## Problem statement:
Copy out, exactly as written, only the line containing "the dark sky" and the lines after it through the end of the records.

## Data rows:
--- BEGIN ---
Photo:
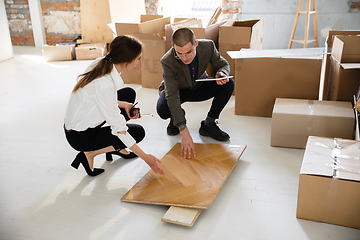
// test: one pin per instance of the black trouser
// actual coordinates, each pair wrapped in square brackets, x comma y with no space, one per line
[209,89]
[100,137]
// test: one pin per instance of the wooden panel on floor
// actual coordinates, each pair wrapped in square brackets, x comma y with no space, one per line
[181,216]
[192,183]
[95,15]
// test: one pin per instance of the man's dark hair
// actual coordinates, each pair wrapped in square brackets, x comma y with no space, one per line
[183,36]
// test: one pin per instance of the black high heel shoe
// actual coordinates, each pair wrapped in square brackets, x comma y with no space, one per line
[126,156]
[81,158]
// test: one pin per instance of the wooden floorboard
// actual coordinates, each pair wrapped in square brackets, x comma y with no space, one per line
[191,183]
[181,216]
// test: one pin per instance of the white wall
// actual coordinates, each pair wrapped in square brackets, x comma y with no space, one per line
[6,51]
[280,16]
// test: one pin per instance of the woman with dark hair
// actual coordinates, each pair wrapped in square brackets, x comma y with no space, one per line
[96,100]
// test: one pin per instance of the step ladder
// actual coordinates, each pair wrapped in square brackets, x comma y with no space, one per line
[306,41]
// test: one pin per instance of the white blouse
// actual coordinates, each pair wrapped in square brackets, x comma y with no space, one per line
[96,103]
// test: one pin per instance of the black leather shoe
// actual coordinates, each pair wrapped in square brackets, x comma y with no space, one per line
[213,131]
[172,130]
[126,156]
[81,158]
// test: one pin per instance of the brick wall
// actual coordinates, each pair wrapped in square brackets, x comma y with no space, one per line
[61,20]
[18,15]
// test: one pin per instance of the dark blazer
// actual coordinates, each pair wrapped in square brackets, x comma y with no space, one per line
[176,74]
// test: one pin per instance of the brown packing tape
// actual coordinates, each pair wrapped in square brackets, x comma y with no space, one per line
[339,159]
[310,125]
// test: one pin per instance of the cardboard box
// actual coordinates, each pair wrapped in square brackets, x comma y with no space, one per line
[235,35]
[357,116]
[208,32]
[90,51]
[325,69]
[294,120]
[261,76]
[58,53]
[329,182]
[151,33]
[344,78]
[151,70]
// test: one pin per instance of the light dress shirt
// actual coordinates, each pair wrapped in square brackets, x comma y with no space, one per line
[95,103]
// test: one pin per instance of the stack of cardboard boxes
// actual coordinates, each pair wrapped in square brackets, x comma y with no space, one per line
[287,85]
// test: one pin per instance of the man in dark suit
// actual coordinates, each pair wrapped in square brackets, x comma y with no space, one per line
[185,62]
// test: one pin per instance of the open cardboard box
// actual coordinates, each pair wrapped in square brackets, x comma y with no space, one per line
[325,69]
[294,120]
[261,76]
[344,78]
[329,182]
[152,34]
[235,35]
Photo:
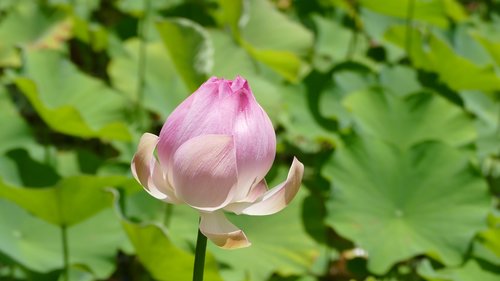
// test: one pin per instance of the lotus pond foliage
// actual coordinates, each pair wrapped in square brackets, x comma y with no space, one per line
[392,106]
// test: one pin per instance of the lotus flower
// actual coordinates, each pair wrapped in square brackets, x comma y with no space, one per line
[213,153]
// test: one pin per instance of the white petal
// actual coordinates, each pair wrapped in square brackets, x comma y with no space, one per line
[147,171]
[204,173]
[275,199]
[221,232]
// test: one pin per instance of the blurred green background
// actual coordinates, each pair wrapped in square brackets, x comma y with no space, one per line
[393,106]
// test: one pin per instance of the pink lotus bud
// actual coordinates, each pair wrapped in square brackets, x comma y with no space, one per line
[214,151]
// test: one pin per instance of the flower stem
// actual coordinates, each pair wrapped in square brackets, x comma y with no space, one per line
[64,234]
[199,258]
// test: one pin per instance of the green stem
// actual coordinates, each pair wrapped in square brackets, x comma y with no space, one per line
[199,257]
[141,68]
[64,235]
[409,23]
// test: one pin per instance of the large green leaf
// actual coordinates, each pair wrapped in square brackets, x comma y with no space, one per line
[163,89]
[397,204]
[163,259]
[16,133]
[28,26]
[282,46]
[71,102]
[405,121]
[37,245]
[302,128]
[190,48]
[70,201]
[472,270]
[433,54]
[429,11]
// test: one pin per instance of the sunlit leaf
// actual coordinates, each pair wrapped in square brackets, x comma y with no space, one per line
[70,201]
[92,244]
[27,26]
[71,102]
[397,204]
[282,46]
[405,121]
[431,53]
[429,11]
[190,48]
[163,88]
[163,259]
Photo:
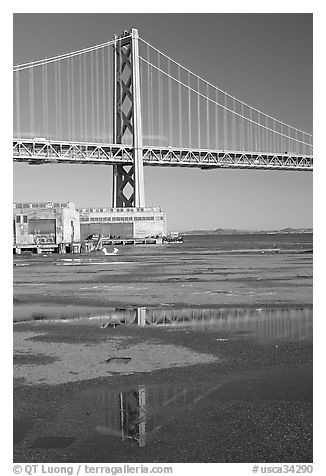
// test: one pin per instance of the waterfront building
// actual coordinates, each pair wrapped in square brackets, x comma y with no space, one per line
[124,223]
[61,228]
[46,226]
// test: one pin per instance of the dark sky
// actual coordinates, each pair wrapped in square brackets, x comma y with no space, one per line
[262,59]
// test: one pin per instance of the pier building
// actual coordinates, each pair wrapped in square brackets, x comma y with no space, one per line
[62,228]
[123,223]
[46,226]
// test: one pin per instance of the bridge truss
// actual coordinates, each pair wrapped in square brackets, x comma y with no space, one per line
[45,152]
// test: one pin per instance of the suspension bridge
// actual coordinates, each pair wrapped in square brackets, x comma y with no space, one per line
[128,104]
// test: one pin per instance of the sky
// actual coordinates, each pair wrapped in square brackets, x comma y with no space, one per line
[263,59]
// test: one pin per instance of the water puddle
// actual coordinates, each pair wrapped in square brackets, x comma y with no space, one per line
--- END ---
## Output for this task:
// test: one pin per instance of the dark sky
// actual coordinates, each pair wrapped in square brackets, x comma y with no space, one per line
[262,59]
// test: one pin per instance of the pier building
// actual coordinates, each pair wrapped in square brackets, x comma y with no space, one per line
[62,228]
[123,223]
[46,226]
// test: one pin per instance of the bridge truss
// actual coordinates, each pair wrapped in square brackets, x comma y with no space, one per line
[45,152]
// test: one pin per instance of the suspension bridge
// actual coordinates, each pair wrapped in square brackets, x comma y with no space, one per line
[128,104]
// test: one pin per instance of the sky
// actual coordinates, each pair wrapped in square brackets, x comma y with no space, one per line
[263,59]
// test: one pin per instance of the water puddle
// actual coordinates, each pair wrapped in square brackets, x comma y with no space, one per line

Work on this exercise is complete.